* Assigned task *
Make an exact copy of the listing underneath, skipping each picture.
-- Data records follows --
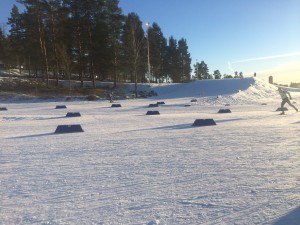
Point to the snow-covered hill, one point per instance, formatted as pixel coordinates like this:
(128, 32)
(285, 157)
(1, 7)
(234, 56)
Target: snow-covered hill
(130, 168)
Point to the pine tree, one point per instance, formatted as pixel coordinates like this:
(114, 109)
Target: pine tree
(157, 45)
(134, 45)
(185, 60)
(217, 74)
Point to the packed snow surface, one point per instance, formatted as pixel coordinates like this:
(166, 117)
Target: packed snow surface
(131, 168)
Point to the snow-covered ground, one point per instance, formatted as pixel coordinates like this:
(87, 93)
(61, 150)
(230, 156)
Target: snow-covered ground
(131, 168)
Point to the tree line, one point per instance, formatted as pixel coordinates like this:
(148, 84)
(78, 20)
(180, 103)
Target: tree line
(92, 40)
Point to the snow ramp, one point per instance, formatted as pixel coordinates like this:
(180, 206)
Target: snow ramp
(208, 88)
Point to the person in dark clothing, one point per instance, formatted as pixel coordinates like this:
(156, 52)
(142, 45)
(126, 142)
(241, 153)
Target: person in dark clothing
(285, 96)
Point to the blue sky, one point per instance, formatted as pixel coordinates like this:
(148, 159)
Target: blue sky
(248, 36)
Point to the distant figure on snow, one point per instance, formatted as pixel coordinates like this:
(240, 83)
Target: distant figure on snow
(285, 96)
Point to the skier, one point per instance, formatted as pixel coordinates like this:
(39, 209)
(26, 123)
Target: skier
(285, 99)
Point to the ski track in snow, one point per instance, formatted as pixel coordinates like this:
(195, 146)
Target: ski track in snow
(129, 168)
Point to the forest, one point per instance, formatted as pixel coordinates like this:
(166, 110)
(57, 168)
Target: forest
(92, 40)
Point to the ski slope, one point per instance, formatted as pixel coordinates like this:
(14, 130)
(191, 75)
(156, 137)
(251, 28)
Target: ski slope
(130, 168)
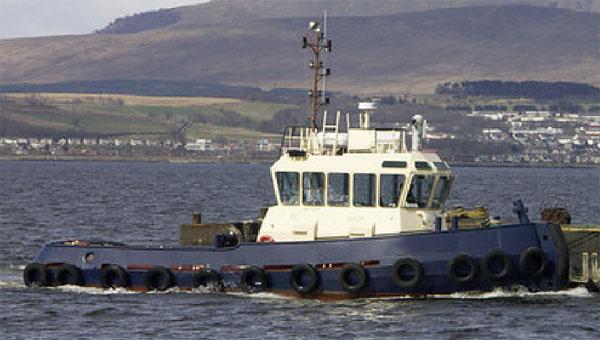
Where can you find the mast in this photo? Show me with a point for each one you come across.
-- Data records concluded --
* Final answer *
Point to the snow-covered hill, one point per instance, formatted as pixel coordinates like this:
(128, 32)
(285, 157)
(1, 7)
(234, 56)
Target: snow-covered hill
(130, 168)
Point to the pine tree, one point per instance, formatted as pixel coordinates like this:
(114, 109)
Target: pine tree
(157, 45)
(134, 45)
(185, 60)
(217, 74)
Point to the packed snow surface, one point per instance, formatted as pixel coordinates like this:
(166, 117)
Target: packed snow surface
(131, 168)
Point to the snow-covered ground, one point per instance, formatted as pixel coordinates like this:
(87, 93)
(61, 150)
(230, 156)
Target: snow-covered ground
(131, 168)
Point to the tree line, one point per instance, formatted as pixel coordinates like this:
(148, 84)
(78, 20)
(180, 103)
Target: tree line
(92, 40)
Point to the snow ramp, one point per instance, formatted as pixel coordinates like this:
(180, 206)
Target: snow ramp
(208, 88)
Point to the person in dark clothing, one point per instance, formatted as pixel coordinates like this:
(156, 52)
(142, 45)
(126, 142)
(241, 153)
Target: person in dark clothing
(285, 96)
Point to the blue sky, one point per instance, formatted as pixel coordinates like this:
(148, 159)
Target: blue sky
(248, 36)
Point to the distant figure on snow, one point per instance, formatted as pixel coordinates like this:
(240, 83)
Target: distant figure on snow
(285, 96)
Point to the skier, one point per instance, formatted as pixel coordinates like this:
(39, 209)
(26, 123)
Target: skier
(285, 99)
Point to the ski track in snow, one point per instance, formatted as pixel coordinates like this:
(195, 146)
Target: ski track in snow
(129, 168)
Point to the forest, one point per instance, formatted as pixel coordinates like this:
(166, 110)
(57, 168)
Target: forest
(92, 40)
Point to the ski slope, one point per instance, formatted as pixel coordinates like this:
(14, 130)
(191, 75)
(156, 137)
(251, 28)
Target: ski slope
(130, 168)
Where can you find the mast in this photo? Show me with a point for each one you come across.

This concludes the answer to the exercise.